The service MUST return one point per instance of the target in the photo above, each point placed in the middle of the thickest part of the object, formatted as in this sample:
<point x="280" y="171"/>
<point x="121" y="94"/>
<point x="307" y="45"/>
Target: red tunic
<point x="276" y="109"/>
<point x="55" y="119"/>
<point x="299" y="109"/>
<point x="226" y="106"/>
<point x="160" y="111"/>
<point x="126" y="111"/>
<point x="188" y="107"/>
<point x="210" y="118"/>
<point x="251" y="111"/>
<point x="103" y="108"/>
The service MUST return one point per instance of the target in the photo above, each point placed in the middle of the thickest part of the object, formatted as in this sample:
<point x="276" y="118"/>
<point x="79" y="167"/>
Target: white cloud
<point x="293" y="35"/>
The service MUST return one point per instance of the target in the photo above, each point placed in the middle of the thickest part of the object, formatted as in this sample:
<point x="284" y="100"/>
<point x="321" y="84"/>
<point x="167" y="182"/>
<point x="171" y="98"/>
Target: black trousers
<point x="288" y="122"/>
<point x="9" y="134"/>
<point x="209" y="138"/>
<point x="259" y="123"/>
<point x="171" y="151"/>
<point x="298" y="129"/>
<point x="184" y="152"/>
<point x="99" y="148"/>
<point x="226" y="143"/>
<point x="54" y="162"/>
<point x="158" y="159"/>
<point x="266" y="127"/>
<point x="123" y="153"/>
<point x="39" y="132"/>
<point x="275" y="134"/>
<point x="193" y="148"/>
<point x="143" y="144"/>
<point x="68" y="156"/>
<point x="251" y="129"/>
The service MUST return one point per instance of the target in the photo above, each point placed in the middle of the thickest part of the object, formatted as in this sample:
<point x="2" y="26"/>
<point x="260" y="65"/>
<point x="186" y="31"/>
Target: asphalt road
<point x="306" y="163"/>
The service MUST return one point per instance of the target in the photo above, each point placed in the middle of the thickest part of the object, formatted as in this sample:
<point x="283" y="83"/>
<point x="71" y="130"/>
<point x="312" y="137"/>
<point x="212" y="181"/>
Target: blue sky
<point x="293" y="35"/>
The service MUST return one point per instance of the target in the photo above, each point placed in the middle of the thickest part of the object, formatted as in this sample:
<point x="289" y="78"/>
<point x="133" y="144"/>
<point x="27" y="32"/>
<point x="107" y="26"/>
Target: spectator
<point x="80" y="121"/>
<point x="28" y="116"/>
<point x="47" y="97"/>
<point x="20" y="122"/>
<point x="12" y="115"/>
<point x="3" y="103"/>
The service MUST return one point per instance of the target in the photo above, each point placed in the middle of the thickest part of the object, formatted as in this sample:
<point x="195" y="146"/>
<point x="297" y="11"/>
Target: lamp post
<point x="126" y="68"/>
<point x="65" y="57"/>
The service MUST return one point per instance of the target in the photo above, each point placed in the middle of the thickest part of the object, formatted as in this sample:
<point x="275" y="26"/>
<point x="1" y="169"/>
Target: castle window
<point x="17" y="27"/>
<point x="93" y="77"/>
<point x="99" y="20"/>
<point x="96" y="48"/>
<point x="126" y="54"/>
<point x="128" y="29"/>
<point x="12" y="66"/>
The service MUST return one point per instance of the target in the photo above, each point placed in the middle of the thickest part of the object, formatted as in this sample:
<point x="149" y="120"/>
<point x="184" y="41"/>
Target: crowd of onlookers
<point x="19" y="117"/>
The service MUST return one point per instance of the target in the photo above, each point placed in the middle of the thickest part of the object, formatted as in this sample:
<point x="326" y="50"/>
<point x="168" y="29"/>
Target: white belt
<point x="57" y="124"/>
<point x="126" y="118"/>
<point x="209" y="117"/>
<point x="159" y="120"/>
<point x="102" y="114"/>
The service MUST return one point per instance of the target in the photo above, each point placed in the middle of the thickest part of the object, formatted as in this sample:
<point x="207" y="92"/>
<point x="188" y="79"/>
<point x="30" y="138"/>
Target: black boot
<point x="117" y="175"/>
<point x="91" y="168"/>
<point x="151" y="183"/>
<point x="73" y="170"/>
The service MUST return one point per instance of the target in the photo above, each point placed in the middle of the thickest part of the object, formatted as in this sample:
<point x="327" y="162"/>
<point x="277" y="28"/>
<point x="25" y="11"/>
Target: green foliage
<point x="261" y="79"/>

## ACTIVITY
Please write the data above out again, exactly the same.

## YOUR SOLUTION
The service MUST return one point per instance of the target in the photo above, each point placed in the middle of the thickest part of the object, formatted as in this sample:
<point x="280" y="171"/>
<point x="121" y="94"/>
<point x="307" y="45"/>
Target: red tunic
<point x="276" y="109"/>
<point x="55" y="119"/>
<point x="299" y="109"/>
<point x="226" y="106"/>
<point x="160" y="111"/>
<point x="126" y="111"/>
<point x="188" y="107"/>
<point x="210" y="118"/>
<point x="251" y="111"/>
<point x="103" y="108"/>
The service MUST return one point per instance of the target in the photo above, each point placed in the middle of the thickest part of the object, formatted as in this sample:
<point x="276" y="118"/>
<point x="79" y="167"/>
Target: white cloud
<point x="293" y="35"/>
The service MUST return one point per instance of the target in the photo above, each point placed in the middle of the thickest part of the object, formatted as in this sample:
<point x="284" y="100"/>
<point x="321" y="84"/>
<point x="167" y="182"/>
<point x="171" y="98"/>
Target: black trousers
<point x="288" y="122"/>
<point x="9" y="134"/>
<point x="209" y="138"/>
<point x="259" y="123"/>
<point x="171" y="151"/>
<point x="298" y="129"/>
<point x="184" y="152"/>
<point x="99" y="148"/>
<point x="226" y="143"/>
<point x="54" y="162"/>
<point x="158" y="159"/>
<point x="266" y="127"/>
<point x="123" y="153"/>
<point x="39" y="132"/>
<point x="275" y="134"/>
<point x="193" y="148"/>
<point x="143" y="144"/>
<point x="68" y="156"/>
<point x="251" y="129"/>
The service MUST return one point per instance of the target in the photo above, each point placed in the middle of the thickest part of the object, formatted as in this sample:
<point x="2" y="26"/>
<point x="260" y="65"/>
<point x="186" y="31"/>
Target: asphalt road
<point x="306" y="163"/>
The service MUST return one point per instance of the target in the photo above, each point placed in the middle of the thickest part of the object, formatted as in this sample:
<point x="283" y="83"/>
<point x="71" y="130"/>
<point x="312" y="137"/>
<point x="212" y="181"/>
Target: blue sky
<point x="293" y="35"/>
The service MUST return one point per instance of the target in the photo above, each point placed in the middle of the thickest part of the object, formatted as in this sample:
<point x="289" y="78"/>
<point x="133" y="144"/>
<point x="27" y="32"/>
<point x="107" y="26"/>
Target: spectator
<point x="80" y="121"/>
<point x="28" y="116"/>
<point x="47" y="97"/>
<point x="20" y="122"/>
<point x="12" y="115"/>
<point x="3" y="103"/>
The service MUST return one point per instance of the target in the photo above, each point placed in the middle of the thickest part of the object, formatted as in this sample:
<point x="195" y="146"/>
<point x="297" y="11"/>
Target: lamp post
<point x="126" y="68"/>
<point x="65" y="57"/>
The service MUST return one point per instance of the target in the photo above, each point placed in the middle of the thickest part of the object, formatted as in this sample:
<point x="275" y="26"/>
<point x="1" y="169"/>
Target: castle window
<point x="17" y="27"/>
<point x="93" y="77"/>
<point x="99" y="20"/>
<point x="96" y="48"/>
<point x="126" y="54"/>
<point x="128" y="29"/>
<point x="12" y="66"/>
The service MUST return one point per instance of the target in the photo above, each point placed in the middle of the thickest part of the object, formatted as in this sample:
<point x="149" y="120"/>
<point x="184" y="41"/>
Target: crowd of onlookers
<point x="19" y="117"/>
The service MUST return one point per instance of the target in the photo above, each point placed in the middle of the thickest part of the object, formatted as in this sample:
<point x="326" y="50"/>
<point x="168" y="29"/>
Target: white belt
<point x="57" y="124"/>
<point x="126" y="118"/>
<point x="209" y="117"/>
<point x="159" y="120"/>
<point x="102" y="114"/>
The service MUST return one point per instance of the target in the photo above, each point placed in the middle of the thickest part of the object, formatted as in this sample:
<point x="207" y="92"/>
<point x="188" y="79"/>
<point x="30" y="138"/>
Target: black boot
<point x="117" y="175"/>
<point x="91" y="168"/>
<point x="151" y="183"/>
<point x="73" y="170"/>
The service MUST return one point per instance of the target in the photo above, each point placed in the middle of the thickest part of the object, formatted as in this sample:
<point x="327" y="162"/>
<point x="277" y="28"/>
<point x="25" y="11"/>
Target: green foliage
<point x="261" y="79"/>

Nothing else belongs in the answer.